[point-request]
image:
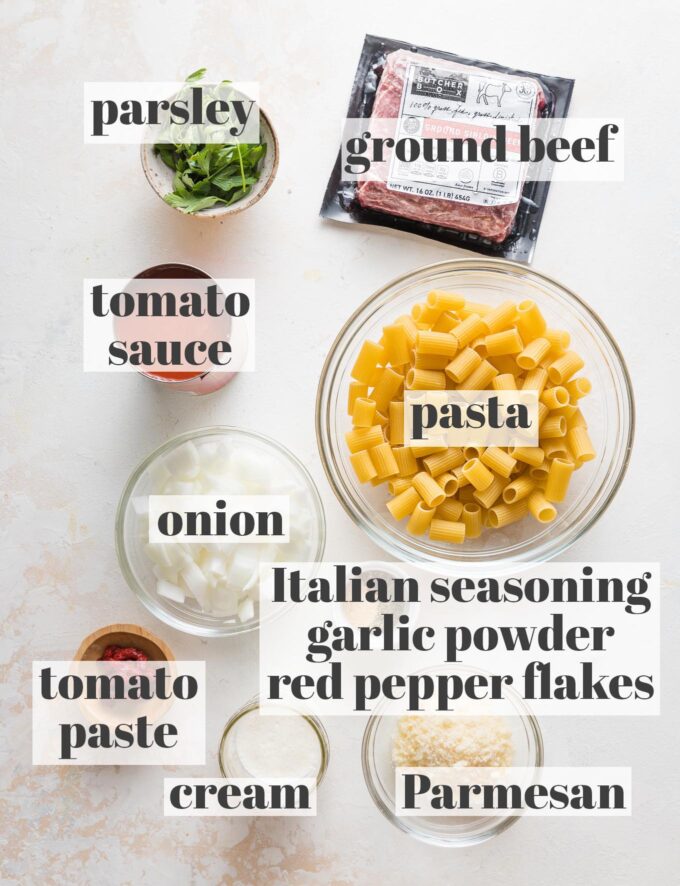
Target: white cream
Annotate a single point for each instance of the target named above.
(272, 745)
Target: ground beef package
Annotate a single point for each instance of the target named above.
(485, 217)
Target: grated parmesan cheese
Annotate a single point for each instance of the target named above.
(448, 741)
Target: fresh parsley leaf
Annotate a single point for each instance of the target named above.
(197, 75)
(189, 203)
(206, 174)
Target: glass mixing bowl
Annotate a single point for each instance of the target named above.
(453, 831)
(137, 567)
(609, 410)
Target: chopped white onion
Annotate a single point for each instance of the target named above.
(223, 579)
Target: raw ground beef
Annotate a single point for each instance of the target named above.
(491, 222)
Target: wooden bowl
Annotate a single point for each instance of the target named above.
(92, 648)
(160, 176)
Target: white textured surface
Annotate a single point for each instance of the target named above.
(71, 211)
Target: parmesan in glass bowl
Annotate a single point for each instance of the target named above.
(468, 738)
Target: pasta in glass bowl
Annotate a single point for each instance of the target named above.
(507, 511)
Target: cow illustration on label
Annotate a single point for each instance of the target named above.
(489, 90)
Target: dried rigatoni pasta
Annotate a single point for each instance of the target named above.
(363, 413)
(448, 342)
(363, 466)
(420, 519)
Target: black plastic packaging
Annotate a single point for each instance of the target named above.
(340, 202)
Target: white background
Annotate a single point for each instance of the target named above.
(71, 211)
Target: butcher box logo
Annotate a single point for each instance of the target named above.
(439, 84)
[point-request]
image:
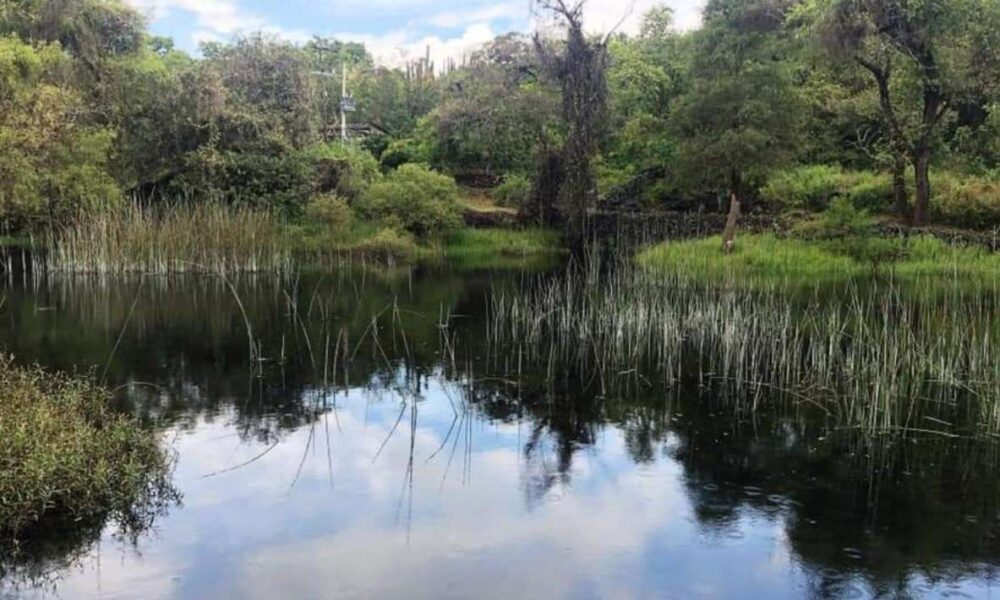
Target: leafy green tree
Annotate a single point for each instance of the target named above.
(740, 120)
(494, 112)
(52, 167)
(926, 57)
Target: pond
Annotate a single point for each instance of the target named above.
(361, 433)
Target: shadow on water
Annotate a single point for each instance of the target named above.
(389, 389)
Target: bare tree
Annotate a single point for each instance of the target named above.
(578, 65)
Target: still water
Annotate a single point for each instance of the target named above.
(353, 434)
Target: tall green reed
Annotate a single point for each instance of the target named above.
(879, 356)
(174, 239)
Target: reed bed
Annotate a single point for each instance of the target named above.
(67, 457)
(879, 358)
(174, 239)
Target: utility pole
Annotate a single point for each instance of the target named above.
(343, 100)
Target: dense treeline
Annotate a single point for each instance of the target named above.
(893, 105)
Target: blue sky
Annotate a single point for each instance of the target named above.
(394, 30)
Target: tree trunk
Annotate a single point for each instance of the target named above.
(729, 235)
(900, 200)
(921, 207)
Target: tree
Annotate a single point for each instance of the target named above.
(739, 121)
(494, 112)
(578, 65)
(52, 166)
(925, 57)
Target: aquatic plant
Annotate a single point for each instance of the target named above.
(769, 256)
(890, 357)
(176, 239)
(67, 458)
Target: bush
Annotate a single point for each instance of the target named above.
(268, 176)
(416, 199)
(66, 457)
(514, 192)
(345, 169)
(965, 202)
(389, 244)
(842, 219)
(814, 187)
(329, 210)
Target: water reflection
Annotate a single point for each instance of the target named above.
(420, 463)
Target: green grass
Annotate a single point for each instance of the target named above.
(174, 239)
(504, 242)
(499, 247)
(66, 457)
(769, 256)
(765, 255)
(467, 247)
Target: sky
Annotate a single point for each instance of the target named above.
(393, 30)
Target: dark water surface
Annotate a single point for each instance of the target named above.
(378, 447)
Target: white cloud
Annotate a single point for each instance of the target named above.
(218, 20)
(486, 14)
(219, 16)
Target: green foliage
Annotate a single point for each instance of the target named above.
(389, 244)
(504, 243)
(66, 457)
(198, 238)
(814, 187)
(329, 210)
(408, 150)
(415, 198)
(346, 169)
(966, 201)
(513, 192)
(740, 119)
(52, 167)
(269, 178)
(773, 258)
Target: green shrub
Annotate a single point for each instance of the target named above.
(814, 187)
(345, 169)
(415, 199)
(405, 151)
(389, 244)
(329, 210)
(965, 202)
(841, 219)
(809, 187)
(269, 176)
(66, 457)
(514, 192)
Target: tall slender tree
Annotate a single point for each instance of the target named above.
(579, 66)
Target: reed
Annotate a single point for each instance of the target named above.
(176, 239)
(879, 358)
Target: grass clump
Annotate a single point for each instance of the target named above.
(814, 187)
(504, 242)
(174, 239)
(415, 199)
(968, 202)
(514, 192)
(501, 247)
(767, 256)
(67, 458)
(874, 358)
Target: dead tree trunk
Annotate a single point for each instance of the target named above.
(732, 222)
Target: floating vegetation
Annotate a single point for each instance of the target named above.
(888, 357)
(67, 459)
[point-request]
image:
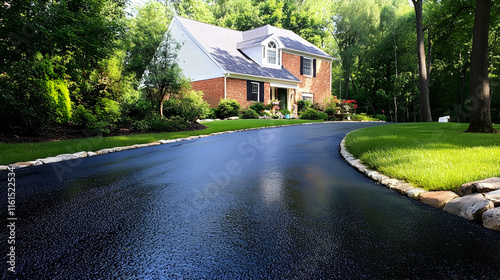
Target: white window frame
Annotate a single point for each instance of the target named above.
(272, 53)
(258, 90)
(308, 96)
(310, 68)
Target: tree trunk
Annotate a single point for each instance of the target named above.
(480, 114)
(425, 106)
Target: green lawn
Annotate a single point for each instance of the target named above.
(12, 153)
(434, 156)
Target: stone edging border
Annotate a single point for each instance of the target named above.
(473, 207)
(84, 154)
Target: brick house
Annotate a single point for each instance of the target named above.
(256, 65)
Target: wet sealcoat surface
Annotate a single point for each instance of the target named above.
(266, 204)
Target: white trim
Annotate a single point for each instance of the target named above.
(300, 53)
(196, 42)
(258, 89)
(283, 85)
(311, 66)
(260, 78)
(307, 94)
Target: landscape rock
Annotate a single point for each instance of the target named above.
(493, 196)
(167, 141)
(51, 160)
(482, 186)
(80, 154)
(470, 207)
(390, 182)
(20, 164)
(67, 156)
(36, 162)
(402, 188)
(376, 176)
(105, 151)
(491, 218)
(437, 199)
(415, 193)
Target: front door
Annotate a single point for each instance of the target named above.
(283, 98)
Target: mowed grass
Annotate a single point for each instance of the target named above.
(434, 156)
(12, 153)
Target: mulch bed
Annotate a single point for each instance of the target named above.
(67, 132)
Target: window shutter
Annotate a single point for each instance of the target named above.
(301, 65)
(314, 67)
(261, 92)
(249, 90)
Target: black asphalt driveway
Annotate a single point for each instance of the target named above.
(266, 204)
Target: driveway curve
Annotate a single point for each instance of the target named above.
(275, 203)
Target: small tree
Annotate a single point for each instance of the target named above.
(163, 76)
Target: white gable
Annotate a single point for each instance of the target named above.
(195, 62)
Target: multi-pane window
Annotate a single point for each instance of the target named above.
(307, 66)
(272, 53)
(307, 96)
(255, 91)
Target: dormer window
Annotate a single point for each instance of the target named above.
(272, 53)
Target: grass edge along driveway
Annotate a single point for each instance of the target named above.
(12, 153)
(433, 156)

****

▸ SHORT TASK
Quote each line of the listing exactly, but leave the pictures out.

▸ EXERCISE RESULT
[point-request]
image:
Target: white cream
Annotate a single point for each instance of the target named above.
(272, 745)
Target: ground beef package
Annotate a single point for each instance of the target named above.
(485, 217)
Target: grated parmesan cheese
Annotate a single point for each instance of the target named above.
(448, 741)
Target: fresh parsley leaf
Annotate a single point for each instance of the target named above.
(197, 75)
(189, 203)
(206, 174)
Target: glass mixing bowl
Annotate a single point for each instance of the target named above.
(453, 831)
(137, 567)
(609, 410)
Target: chopped white onion
Annotate a single point for each instance of the target named above.
(223, 579)
Target: raw ground beef
Annotate a single point for each instance of the target named above.
(491, 222)
Target: wooden bowl
Annotate a single point for each instance of the target named above.
(92, 648)
(160, 176)
Target: white textured surface
Annotate a single point for each instance of the target named above.
(71, 211)
Target: parmesan in glass bowl
Annotate a single point for each instance of the target named above.
(468, 738)
Target: pasta in glass bowl
Annotate a single point for each instance of the target named above.
(507, 511)
Target: cow illustration on label
Annotate a single point for each instance of the target named above.
(489, 90)
Target: dried rigatoni pasta
Annotate a single point for each instance of the target named above.
(363, 413)
(448, 342)
(363, 466)
(420, 519)
Target: black plastic packaging
Annotate a single point for each instance of the target named above.
(340, 202)
Target: white background
Annotate a single point for each instance of the target named above.
(71, 211)
Target: butcher box logo
Annotate a single point for each instance of the target named above.
(439, 84)
[point-request]
image:
Target: leafy green tree
Annotate a single point for each instance of the target named above.
(740, 120)
(494, 112)
(52, 167)
(926, 57)
Target: pond
Annotate a single point for each instance of the target named above.
(361, 433)
Target: shadow on water
Annotate a single point for each instance of the target named above.
(389, 389)
Target: bare tree
Annotate a single point for each instance of the target named above.
(578, 65)
Target: still water
Annotate a single point for each instance of the target named above.
(353, 434)
Target: tall green reed
Annotate a single point for each instance of the target named above.
(879, 356)
(174, 239)
Target: reed bed
Annotate a single point for each instance of the target named above.
(67, 457)
(879, 358)
(174, 239)
Target: utility pole
Annotate a single point for each instance of the target named above.
(343, 100)
Target: dense treeline
Annotate a single point for each instance of the target named above.
(893, 105)
Target: blue sky
Annotate a single point for each instance of the target named above.
(394, 30)
Target: tree trunk
Annotate a single point for each instance of the target named above.
(729, 235)
(900, 200)
(921, 207)
Target: tree
Annotate a single point for each instance of the target named above.
(739, 121)
(494, 112)
(578, 65)
(52, 166)
(925, 57)
Target: aquatic plant
Annotate a single point for each instance of the target named above.
(769, 256)
(890, 357)
(176, 239)
(67, 458)
Target: bush
Annotate a single point for each instance of the target named above.
(268, 176)
(416, 199)
(66, 457)
(514, 192)
(345, 169)
(965, 202)
(389, 244)
(842, 219)
(814, 187)
(329, 210)
Target: water reflection
Annotate a single point for each instance of the target named above.
(420, 463)
Target: green grass
Annotate a single point for each instance of the target named above.
(174, 239)
(504, 242)
(499, 247)
(66, 457)
(769, 256)
(765, 255)
(467, 247)
Target: sky
Annotate a single point for each instance of the target named above.
(393, 30)
Target: dark water surface
Annotate a single point for each instance of the target named above.
(378, 447)
Target: white cloud
Annotate a single point for each instance of the target named above.
(218, 20)
(486, 14)
(219, 16)
Target: green foliage
Annotate a single point for each instance of the target named above.
(389, 244)
(504, 243)
(66, 457)
(198, 238)
(814, 187)
(329, 210)
(408, 150)
(415, 198)
(346, 169)
(966, 201)
(513, 192)
(740, 119)
(52, 167)
(269, 178)
(773, 258)
Target: green shrub
Annotate a single point for each instance of the target named above.
(814, 187)
(345, 169)
(415, 199)
(405, 151)
(389, 244)
(329, 210)
(965, 202)
(841, 219)
(809, 187)
(269, 176)
(66, 457)
(514, 192)
Target: tall slender tree
Annotate a single point for each instance of the target named above.
(579, 66)
Target: reed
Annotate a single point for each instance of the target named above.
(176, 239)
(879, 358)
Target: grass clump
Annotate a single point for each instance of the target named above.
(814, 187)
(504, 242)
(174, 239)
(415, 199)
(968, 202)
(514, 192)
(501, 247)
(767, 256)
(67, 458)
(874, 358)
Target: dead tree trunk
Annotate a single point for each instance of the target named above.
(732, 222)
Target: floating vegetation
Annotate a single point for each instance of the target named above.
(888, 357)
(67, 459)
[point-request]
image:
Target: white window frame
Annotate a single point for each instance of the target named above.
(272, 53)
(258, 90)
(308, 96)
(310, 68)
Target: tree trunk
Annotate a single point for each instance of the target named above.
(480, 114)
(425, 106)
Target: green lawn
Annotate a single point for each instance of the target named above.
(12, 153)
(434, 156)
Target: stone edging border
Annotate a single point for each instance of the target named above.
(473, 207)
(84, 154)
Target: brick house
Annotate a single point for each instance of the target named above.
(256, 65)
Target: wet sealcoat surface
Annotate a single point for each instance of the target named above.
(266, 204)
Target: white trim
Annotate a single point for each instance of the target named above.
(300, 53)
(196, 42)
(258, 89)
(283, 85)
(311, 66)
(260, 78)
(307, 94)
Target: landscape rock
Annotate a single point for each instance of the target named above.
(493, 196)
(167, 141)
(51, 160)
(482, 186)
(80, 154)
(470, 207)
(390, 182)
(20, 164)
(67, 156)
(36, 162)
(402, 188)
(376, 176)
(105, 151)
(491, 218)
(437, 199)
(415, 193)
Target: front door
Annotate a single point for each instance of the target named above.
(283, 98)
Target: mowed grass
Annotate a single point for each instance of the target named above.
(434, 156)
(12, 153)
Target: mulch bed
Annotate a single point for each instance of the target named above.
(67, 132)
Target: window shutter
Annotate a single point for each instance of the target named above.
(301, 65)
(314, 67)
(261, 92)
(249, 90)
Target: black asphalt driveway
Annotate a single point for each instance of the target named above.
(266, 204)
Target: driveway curve
Annotate a single point for each instance of the target named above.
(275, 203)
Target: small tree
Annotate a single point for each instance of the target named above.
(163, 76)
Target: white gable
Annotate a single point for each instance of the target named above.
(195, 62)
Target: multi-pane window
Annotate a single point for each instance of the target named above.
(307, 66)
(272, 53)
(307, 96)
(255, 91)
Target: dormer window
Annotate a single point for each instance of the target named above.
(272, 53)
Target: grass edge along driveway
Annotate a single point for each instance of the target named above.
(12, 153)
(433, 156)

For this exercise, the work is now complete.